• DOCUMENT TEXT
╭──
·4 min read

Vision Transformers Are Coming for CNNs

computer-visiontransformersdeep-learning

Last month, Google published "An Image is Worth 16x16 Words" and introduced ViT (Vision Transformer). A model that applies the transformer architecture from NLP directly to images. No convolutions. No pooling. Just self-attention on image patches.

And it works. Really well. I read the paper twice because I wasn't sure I believed it the first time.

Comparing CNN and Vision Transformer architectures: CNNs use hierarchical convolution and pooling, while ViTs split images into patches and apply self-attention.

How ViT Works

The idea is surprisingly simple:

  1. Split the image into patches. A 224x224 image becomes a sequence of 196 patches of 16x16 pixels each.
  2. Flatten and embed each patch. Each 16×16×3 patch becomes a 768-dimensional vector via a linear projection.
  3. Add positional embeddings. So the model knows where each patch was in the original image.
  4. Run through a standard transformer encoder. Multi-head self-attention, layer normalization, MLP blocks. Same architecture as BERT.
  5. Classify from the CLS token. Prepend a learnable classification token, read the output.

That's it. No inductive bias about local patterns, no hierarchical feature extraction. Just attention over patches.

Why This Matters

CNNs have been the default for computer vision since AlexNet in 2012. Eight years of convolutions, pooling, skip connections, and ever-deeper architectures. The entire CV toolbox is built around CNNs.

ViT suggests that maybe convolutions aren't necessary. Given enough data (ViT was pre-trained on JFT-300M, a 300-million image dataset), the transformer can learn to extract visual features purely through attention.

The implication is that one architecture can handle both text and images. Unified models that process any modality through the same mechanism. That's a big deal for multimodal AI. OpenAI's CLIP is already proving this by connecting vision and language in a single embedding space.

The Catch

ViT needs a LOT of data. When trained only on ImageNet (1.3M images), ViT underperforms comparable CNNs. The transformer's lack of inductive bias means it needs more examples to learn what CNNs get for free through the convolution operation.
╰──
• SUPPLIED MATERIAL
╭──
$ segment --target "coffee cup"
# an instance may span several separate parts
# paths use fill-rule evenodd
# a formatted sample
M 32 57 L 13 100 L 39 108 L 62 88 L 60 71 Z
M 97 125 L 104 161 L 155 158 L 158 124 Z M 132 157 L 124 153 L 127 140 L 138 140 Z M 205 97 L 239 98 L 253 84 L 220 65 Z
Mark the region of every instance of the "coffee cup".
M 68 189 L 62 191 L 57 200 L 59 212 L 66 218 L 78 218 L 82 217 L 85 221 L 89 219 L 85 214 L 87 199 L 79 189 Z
╰──
• ACTIVITY LIST
A. In the Vision Transformer article, recast the paragraph beginning "ViT needs a LOT of data" as a brief bulleted list that keeps its main facts.
B. Write the passage that follows the final sentence of the Vision Transformer article.

• RESPONSES PER TASK
A.
- ViT requires a very large amount of training data.
- When trained only on ImageNet (1.3M images), it underperforms comparable CNNs.
- The transformer lacks inductive bias, so it needs more examples to learn what CNNs get for free through the convolution operation.

B.
So this isn't "CNNs are dead." It's "with enough data, transformers match or beat CNNs, and they're more flexible."

What I'm Watching

Data efficiency. Can we get ViT-level performance without 300M images? DeiT (Data-efficient Image Transformers) from Facebook is already making progress, using distillation and data augmentation instead of massive datasets.

Hybrid models. Using convolutions in early layers to extract local features, then switching to transformer blocks for global reasoning. Best of both worlds.

Self-supervised pre-training. BERT-style pre-training for vision: mask patches and predict them. If this works well, we'd have a truly general-purpose pre-training paradigm.

Edge deployment. ViTs are attention-heavy, and self-attention is O(n²) with sequence length. Running this efficiently on mobile is an open problem. For now, MobileNet variants are still more practical for on-device work.

My Take

As someone who works primarily in computer vision, ViT feels like a paradigm shift. Not because it's immediately better than CNNs for practical applications (it's not, yet). But because it shows that the architectural walls between NLP and CV are coming down.

The trend is clear: transformers are eating everything. Language, vision, audio, protein structures. The question isn't whether transformers will dominate CV. It's how quickly the practical concerns get solved.